Coordinate annotation rows
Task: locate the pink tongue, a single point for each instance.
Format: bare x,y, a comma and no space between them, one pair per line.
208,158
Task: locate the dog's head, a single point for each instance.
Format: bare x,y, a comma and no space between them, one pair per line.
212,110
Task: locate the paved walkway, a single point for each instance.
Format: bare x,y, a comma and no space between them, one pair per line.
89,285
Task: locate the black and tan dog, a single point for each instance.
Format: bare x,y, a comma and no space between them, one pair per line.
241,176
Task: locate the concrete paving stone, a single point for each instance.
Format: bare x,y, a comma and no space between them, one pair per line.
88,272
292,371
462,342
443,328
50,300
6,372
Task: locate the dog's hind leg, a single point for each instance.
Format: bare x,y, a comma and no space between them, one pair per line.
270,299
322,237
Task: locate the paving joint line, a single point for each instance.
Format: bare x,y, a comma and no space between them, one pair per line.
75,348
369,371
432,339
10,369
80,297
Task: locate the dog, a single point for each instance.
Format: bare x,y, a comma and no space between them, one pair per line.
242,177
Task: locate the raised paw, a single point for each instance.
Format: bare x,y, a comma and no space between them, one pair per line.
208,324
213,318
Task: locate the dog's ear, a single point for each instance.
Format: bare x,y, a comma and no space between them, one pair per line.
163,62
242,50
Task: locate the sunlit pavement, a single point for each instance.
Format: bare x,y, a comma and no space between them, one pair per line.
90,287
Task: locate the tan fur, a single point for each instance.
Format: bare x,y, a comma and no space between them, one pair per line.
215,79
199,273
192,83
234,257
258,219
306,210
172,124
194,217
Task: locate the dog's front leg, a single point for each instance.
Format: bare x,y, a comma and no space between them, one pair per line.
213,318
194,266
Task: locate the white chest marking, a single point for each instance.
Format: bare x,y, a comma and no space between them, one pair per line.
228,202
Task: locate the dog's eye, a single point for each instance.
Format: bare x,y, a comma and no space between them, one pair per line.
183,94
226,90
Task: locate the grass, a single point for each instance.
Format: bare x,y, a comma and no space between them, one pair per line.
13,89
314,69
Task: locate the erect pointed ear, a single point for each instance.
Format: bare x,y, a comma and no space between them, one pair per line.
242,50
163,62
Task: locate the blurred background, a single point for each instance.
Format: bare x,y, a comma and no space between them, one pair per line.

### What is asked
Render every line of the rows above as a numbered list, leaving out any blank lines.

### Response
1. Task: locate the pink tongue, a single point for each instance.
2. Format: bare x,y, a comma and no space between them, one pair per line.
3. 208,158
4. Task: locate the dog's head, a single point for each instance.
5. Format: bare x,y, a comma and no space between them, one pair per line.
6. 212,110
7. Task: locate the paved walkway, a single point for each instance.
8. Format: bare x,y, a comma and no space between them, one pair per line.
9. 89,285
10. Task: locate the black and tan dog, a single point for each instance.
11. Format: bare x,y, a comma and no space between them, one pair per line.
12. 241,176
13. Task: locate the concrete paving stone, a single point for each instance.
14. Format: bare x,y, a comma and no space between them, one pair per line.
15. 88,272
16. 292,371
17. 462,342
18. 443,328
19. 50,300
20. 6,372
21. Task: locate the dog's hind leg, a single point for each instance.
22. Format: bare x,y, a comma and no space between them, one pair per line.
23. 270,299
24. 322,237
25. Task: locate the paving joint line, a single point for each instance.
26. Format: bare x,y, a comma and no space between them, one pair per line.
27. 75,348
28. 369,371
29. 432,339
30. 10,369
31. 80,297
32. Task: locate the dog, a single point for each instance.
33. Format: bare x,y, a comma and no space between them, one pair per line.
34. 242,177
35. Task: locate the raised paw, a single point for each instance.
36. Format: bare x,y, a comma and no space between them, one pair per line.
37. 208,324
38. 213,318
39. Task: locate the dog's ear, a single point for each instance.
40. Format: bare x,y, a comma and no space between them, one pair per line.
41. 163,62
42. 242,50
43. Task: locate the sunlit pavement, a single point for each instance.
44. Format: bare x,y, a comma and no space between them, one pair per line.
45. 90,287
46. Task: locate the tan fur, a single point for each instance.
47. Format: bare x,y, a comma and no space between them, one pair per line.
48. 215,79
49. 199,273
50. 192,83
51. 234,257
52. 258,219
53. 306,210
54. 172,124
55. 194,217
56. Task: locate the dog's front leg, a single point for each instance.
57. Format: bare x,y, a comma and no space between them, one pair per line.
58. 213,318
59. 194,266
60. Task: locate the white chest marking, a single point for each instance.
61. Format: bare x,y, a comma and no space between them, one pair per line.
62. 228,202
63. Task: locate the dog's eye, a single point for each instance.
64. Format: bare x,y, a comma and no space between them, one pair per line.
65. 183,94
66. 226,90
67. Task: locate the grass, a single point for each instance.
68. Format: bare x,y, a comma and no space between them, one pair per line.
69. 13,89
70. 314,69
71. Task: locate the erect pointed ear, a single point for each instance.
72. Format: bare x,y, a comma and no space between them, one pair per line.
73. 242,50
74. 163,62
75. Task: locate the blurred background, a single point for each instance.
76. Format: bare x,y, a comma and no space between them, one pair per line.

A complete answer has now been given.